Não é mistério: o mandado de segurança é remédio constitucional que visa a proteção de direitos constitucionalmente estabelecidos. Poucos sabem, contudo, que o mecanismo teve sua origem a partir do desdobramento do Habeas Corpus¹. Foi previsto, pela primeira vez de forma autônoma, na Constituição de 1934, que dispunha que este seria cabível para proteção de direito "certo e incontestável". O remédio, entretanto, não foi previsto na Constituição de 1937. A primeira constituição a trazer o termo "líquido e certo", que se tornou tradição histórica no ordenamento constitucional brasileiro quando o assunto é "mandado de segurança", foi a de 1946.
Com relação ao termo "líquido e certo", curioso lembrar que, consoante entendimento do STF, introduzido na Súmula 625, a matéria que deve ser "certa" é aquela que corresponde aos fatos, já que a controvérsia sobre matéria de direito não impede a concessão do mandado de segurança. Quanto à liquidez do direito, essa se refere ao quantum do que se pleiteia, sendo certo que, quanto aos dois requisitos, devem ser demonstrados de plano, com prova pré-constituída [documental] e que se dispense a dilação probatória, uma vez que via mandamental, por sua natureza célere, não pode abarcar fase de instrução.

### [LINHAS FORNECIDAS]
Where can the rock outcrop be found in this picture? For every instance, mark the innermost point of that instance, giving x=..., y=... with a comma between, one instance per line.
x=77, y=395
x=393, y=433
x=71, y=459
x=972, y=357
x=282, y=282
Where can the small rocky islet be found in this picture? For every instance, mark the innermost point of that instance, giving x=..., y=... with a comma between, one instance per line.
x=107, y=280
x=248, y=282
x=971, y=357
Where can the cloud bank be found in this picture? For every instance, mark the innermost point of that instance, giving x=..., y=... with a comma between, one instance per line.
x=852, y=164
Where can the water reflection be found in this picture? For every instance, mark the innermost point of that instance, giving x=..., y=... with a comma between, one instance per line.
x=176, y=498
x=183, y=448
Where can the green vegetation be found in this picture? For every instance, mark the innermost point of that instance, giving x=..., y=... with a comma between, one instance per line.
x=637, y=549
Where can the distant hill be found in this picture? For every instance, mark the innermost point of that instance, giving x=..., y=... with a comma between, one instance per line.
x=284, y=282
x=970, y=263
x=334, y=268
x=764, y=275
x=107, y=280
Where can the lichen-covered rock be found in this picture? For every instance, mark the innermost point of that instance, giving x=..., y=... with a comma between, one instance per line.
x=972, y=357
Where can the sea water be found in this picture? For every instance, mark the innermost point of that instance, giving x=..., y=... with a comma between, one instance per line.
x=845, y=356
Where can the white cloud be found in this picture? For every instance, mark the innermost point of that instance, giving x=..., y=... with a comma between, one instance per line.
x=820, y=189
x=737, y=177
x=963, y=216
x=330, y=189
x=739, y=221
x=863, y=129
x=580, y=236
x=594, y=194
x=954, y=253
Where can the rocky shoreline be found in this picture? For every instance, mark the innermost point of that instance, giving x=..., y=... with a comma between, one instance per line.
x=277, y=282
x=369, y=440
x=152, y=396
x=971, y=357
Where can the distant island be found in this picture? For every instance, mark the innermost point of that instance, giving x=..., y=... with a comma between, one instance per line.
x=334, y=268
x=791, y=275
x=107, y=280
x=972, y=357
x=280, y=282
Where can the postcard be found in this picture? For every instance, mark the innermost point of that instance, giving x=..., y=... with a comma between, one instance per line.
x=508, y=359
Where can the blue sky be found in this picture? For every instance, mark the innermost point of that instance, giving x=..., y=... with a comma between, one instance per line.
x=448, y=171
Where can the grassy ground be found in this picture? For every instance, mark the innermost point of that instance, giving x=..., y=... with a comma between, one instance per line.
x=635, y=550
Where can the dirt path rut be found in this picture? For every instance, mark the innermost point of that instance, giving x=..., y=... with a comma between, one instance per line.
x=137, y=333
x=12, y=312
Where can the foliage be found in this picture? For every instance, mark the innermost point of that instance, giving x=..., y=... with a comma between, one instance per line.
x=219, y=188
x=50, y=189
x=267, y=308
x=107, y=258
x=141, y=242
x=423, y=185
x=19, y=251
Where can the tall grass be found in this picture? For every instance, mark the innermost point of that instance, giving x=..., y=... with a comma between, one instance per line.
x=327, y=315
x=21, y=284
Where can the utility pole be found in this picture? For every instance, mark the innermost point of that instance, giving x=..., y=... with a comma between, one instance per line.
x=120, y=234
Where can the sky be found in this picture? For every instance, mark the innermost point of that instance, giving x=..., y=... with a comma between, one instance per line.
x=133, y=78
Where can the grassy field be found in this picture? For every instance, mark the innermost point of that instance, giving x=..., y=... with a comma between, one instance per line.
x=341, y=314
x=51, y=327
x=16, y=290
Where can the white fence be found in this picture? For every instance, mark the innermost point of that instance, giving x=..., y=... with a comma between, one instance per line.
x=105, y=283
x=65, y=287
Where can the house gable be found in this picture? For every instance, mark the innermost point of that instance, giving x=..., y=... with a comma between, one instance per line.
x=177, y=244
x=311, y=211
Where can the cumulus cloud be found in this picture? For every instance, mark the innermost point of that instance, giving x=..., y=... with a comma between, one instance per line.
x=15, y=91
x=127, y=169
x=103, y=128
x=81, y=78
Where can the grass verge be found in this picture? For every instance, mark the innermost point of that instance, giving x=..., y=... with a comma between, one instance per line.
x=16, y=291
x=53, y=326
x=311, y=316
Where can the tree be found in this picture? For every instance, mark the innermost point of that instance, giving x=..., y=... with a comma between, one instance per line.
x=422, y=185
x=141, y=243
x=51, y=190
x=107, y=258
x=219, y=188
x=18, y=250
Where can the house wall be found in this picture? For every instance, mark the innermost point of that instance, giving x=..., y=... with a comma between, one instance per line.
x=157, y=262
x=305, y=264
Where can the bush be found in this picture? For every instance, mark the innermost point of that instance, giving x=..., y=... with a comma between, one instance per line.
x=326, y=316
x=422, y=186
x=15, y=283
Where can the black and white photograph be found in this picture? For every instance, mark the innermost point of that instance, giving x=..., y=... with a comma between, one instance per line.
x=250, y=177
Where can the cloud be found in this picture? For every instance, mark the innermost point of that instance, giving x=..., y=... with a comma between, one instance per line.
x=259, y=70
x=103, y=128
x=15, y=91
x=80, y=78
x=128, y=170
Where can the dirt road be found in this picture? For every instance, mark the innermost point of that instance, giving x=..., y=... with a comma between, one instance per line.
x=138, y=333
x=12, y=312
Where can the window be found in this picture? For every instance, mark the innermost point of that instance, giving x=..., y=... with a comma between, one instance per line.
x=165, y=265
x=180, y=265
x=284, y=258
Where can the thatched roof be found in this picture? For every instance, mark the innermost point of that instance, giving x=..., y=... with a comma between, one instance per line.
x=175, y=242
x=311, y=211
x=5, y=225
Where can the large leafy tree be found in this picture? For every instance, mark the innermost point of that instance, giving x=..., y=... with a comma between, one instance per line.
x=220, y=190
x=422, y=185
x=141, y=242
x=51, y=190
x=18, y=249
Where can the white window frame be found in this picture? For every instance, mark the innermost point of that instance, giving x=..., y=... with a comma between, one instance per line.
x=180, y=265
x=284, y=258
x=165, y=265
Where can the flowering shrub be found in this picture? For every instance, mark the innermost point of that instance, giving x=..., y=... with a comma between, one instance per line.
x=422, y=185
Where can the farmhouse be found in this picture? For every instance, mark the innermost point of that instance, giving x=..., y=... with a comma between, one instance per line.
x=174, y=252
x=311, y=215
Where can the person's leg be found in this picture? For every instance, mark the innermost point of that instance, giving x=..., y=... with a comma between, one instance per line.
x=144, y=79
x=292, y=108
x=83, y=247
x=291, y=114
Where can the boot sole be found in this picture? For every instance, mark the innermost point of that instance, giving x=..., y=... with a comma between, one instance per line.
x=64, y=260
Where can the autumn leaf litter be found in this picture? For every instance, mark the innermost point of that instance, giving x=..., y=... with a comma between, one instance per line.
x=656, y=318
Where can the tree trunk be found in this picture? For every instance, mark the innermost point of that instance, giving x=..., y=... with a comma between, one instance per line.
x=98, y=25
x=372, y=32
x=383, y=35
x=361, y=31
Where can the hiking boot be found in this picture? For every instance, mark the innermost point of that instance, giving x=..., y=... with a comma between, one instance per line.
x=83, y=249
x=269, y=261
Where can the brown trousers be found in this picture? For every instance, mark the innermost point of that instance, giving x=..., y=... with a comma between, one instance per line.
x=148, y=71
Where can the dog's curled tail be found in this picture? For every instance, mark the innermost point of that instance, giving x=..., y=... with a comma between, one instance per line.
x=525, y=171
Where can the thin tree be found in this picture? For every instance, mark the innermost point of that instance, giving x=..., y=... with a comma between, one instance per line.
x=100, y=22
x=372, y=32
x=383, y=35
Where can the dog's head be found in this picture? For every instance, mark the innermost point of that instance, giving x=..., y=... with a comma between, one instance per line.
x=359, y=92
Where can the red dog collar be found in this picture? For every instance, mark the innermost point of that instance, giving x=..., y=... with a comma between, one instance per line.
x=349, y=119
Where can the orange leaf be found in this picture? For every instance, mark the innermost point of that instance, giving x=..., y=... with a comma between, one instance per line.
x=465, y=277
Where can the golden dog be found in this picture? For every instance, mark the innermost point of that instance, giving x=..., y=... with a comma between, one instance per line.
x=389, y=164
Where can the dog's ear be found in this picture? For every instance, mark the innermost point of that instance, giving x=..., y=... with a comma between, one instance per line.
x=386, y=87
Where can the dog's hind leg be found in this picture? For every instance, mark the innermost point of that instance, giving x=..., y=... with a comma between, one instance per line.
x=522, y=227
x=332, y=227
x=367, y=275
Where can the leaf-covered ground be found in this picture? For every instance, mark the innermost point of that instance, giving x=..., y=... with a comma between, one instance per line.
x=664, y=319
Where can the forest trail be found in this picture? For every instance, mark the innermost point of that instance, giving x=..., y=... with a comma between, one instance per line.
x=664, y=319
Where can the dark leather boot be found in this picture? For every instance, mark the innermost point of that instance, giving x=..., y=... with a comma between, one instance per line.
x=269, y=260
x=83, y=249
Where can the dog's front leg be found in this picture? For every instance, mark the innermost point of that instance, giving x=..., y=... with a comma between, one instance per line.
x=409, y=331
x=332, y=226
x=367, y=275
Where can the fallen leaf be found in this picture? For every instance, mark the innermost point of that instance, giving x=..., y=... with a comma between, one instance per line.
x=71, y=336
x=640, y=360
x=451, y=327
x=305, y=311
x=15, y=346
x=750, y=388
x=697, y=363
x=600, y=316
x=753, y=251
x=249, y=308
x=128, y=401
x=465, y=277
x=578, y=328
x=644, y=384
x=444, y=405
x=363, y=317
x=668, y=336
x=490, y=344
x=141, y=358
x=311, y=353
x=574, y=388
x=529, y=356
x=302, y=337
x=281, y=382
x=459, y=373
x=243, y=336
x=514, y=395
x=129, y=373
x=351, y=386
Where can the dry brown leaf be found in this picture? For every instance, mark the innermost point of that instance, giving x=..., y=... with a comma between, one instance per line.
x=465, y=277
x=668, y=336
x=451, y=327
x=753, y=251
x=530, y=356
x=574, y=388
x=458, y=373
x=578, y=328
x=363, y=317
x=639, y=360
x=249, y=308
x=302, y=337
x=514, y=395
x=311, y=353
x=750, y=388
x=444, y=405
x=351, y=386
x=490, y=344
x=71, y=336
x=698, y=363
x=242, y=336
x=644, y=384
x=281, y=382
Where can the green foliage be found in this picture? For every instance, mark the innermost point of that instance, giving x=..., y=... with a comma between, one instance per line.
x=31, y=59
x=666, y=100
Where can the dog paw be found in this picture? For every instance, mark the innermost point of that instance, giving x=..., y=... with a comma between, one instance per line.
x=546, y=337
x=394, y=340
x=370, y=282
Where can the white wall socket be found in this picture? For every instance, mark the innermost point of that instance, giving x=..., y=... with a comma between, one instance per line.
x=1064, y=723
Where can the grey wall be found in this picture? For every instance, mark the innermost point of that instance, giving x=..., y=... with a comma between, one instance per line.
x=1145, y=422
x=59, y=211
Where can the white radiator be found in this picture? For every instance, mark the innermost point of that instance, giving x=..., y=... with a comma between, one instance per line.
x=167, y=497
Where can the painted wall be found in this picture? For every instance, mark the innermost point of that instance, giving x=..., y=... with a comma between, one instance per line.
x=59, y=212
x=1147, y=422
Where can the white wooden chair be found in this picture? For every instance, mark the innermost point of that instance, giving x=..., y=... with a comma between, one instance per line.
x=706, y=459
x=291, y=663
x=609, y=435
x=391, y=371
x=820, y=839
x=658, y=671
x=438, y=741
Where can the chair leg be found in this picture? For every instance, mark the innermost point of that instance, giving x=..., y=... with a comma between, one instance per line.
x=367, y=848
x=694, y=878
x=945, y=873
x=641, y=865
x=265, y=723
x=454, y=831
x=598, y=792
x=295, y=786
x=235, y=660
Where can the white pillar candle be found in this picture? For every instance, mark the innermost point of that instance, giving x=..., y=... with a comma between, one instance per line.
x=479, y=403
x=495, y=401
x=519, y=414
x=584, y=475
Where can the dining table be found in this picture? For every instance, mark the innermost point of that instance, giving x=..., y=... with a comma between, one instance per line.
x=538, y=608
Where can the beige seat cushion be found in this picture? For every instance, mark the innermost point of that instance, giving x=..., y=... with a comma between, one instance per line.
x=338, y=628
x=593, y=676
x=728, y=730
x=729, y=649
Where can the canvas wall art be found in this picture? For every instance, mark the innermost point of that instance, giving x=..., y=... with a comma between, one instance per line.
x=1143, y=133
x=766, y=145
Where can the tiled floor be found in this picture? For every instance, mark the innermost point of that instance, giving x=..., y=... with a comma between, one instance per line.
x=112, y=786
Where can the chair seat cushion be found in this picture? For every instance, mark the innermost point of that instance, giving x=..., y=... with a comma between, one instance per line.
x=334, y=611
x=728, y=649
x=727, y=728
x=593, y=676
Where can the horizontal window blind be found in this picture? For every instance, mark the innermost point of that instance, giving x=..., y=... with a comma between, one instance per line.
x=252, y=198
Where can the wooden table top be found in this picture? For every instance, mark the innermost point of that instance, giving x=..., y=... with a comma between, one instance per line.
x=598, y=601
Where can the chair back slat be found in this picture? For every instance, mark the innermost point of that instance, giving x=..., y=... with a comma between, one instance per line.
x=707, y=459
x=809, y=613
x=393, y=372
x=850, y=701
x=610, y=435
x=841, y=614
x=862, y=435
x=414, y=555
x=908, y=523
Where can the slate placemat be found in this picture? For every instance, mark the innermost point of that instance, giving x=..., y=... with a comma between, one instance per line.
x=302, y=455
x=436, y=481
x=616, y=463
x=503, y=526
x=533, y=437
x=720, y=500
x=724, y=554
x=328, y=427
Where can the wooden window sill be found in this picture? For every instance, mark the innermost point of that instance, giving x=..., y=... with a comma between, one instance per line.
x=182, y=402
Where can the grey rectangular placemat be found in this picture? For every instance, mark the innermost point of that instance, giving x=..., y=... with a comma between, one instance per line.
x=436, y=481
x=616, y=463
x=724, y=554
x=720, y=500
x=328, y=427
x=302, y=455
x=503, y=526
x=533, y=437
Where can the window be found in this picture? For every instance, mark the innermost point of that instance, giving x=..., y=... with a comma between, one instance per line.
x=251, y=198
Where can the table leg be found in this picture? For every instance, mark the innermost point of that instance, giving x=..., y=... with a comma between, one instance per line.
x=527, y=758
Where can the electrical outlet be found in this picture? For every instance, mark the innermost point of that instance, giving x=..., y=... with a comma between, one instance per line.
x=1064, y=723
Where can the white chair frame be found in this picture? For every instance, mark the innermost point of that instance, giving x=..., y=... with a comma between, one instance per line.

### [TAREFAS]
a) No texto sobre o mandado de segurança, qual foi a primeira constituição a trazer o termo "líquido e certo"?
b) Prossiga o texto sobre o mandado de segurança a partir de onde ele termina.

### [RESPOSTAS DO EXERCÍCIO]
a) A Constituição de 1946.

b)
Conforme aponta Alexandre de Moraes (2021, p. 216), o mandado de segurança, remédio constitucional previsto no art. 5°, incisos LXIX e LXX, da Carta Magna brasileira e regulamentado pela lei 12.016/09, é ação constitucional, de natureza cível, consistindo em verdadeiro mecanismo de defesa das liberdades civis e políticas do cidadão, sendo cabíveis contra atos discricionários e vinculados, e sempre observado se há existência de atos ilegais, praticados por autoridades públicas ou particulares que estejam nessa função.
Nunes Castro (1967, p. 54), por sua vez, já discorria há tempos sobre a proteção do mandado de segurança, afirmando que o instituto trata de assegurar as obrigações negativas do Estado, que, como organização sociojurídica do poder, não deve lesar direitos individuais.
A Constituição Federal de 1988 inovou no ordenamento jurídico quando previu o mandado de segurança coletivo. Tal instrumento se diferencia do individual apenas pelo fato de buscar a proteção de direitos da coletividade, assim entendidos os transindividuais, de natureza indivisível, de que seja titular um grupo ou categoria de pessoas ligadas entre si; e os direitos individuais homogêneos, sendo os decorrentes de origem comum e da atividade ou situação específica da totalidade ou de parte dos associados ou membros do impetrante, conforme incisos I e II, do parágrafo único, do art. 21 da lei 12.016/09. O mandado de segurança coletivo veio a partir da clara concepção de proteção não apenas dos direitos individuais, mas também daqueles coletivos e difusos, cujos titulares não podem ser individualizados, mas que, da mesma forma, possuem direitos que precisam ser preservados, instituído a partir do paradigma do Estado Democrático de Direito, no Brasil (NETTO, 1998).
Feitas as considerações históricas, passa-se ao recente julgamento do STF, no bojo da Ação Direta de Inconstitucionalidade 4296-DF, realizado em junho de 2021, no qual foram declaradas inconstitucionais alguns dispositivos da Lei do Mandado de Segurança.
A ação, proposta pelo Conselho Federal da OAB, apontava como ilegais "a limitação indevida do alcance do mandado de segurança" e "a violação da liberdade de atividade econômica e do amplo acesso ao Poder Judiciário", além do "desrespeito ao exercício da advocacia".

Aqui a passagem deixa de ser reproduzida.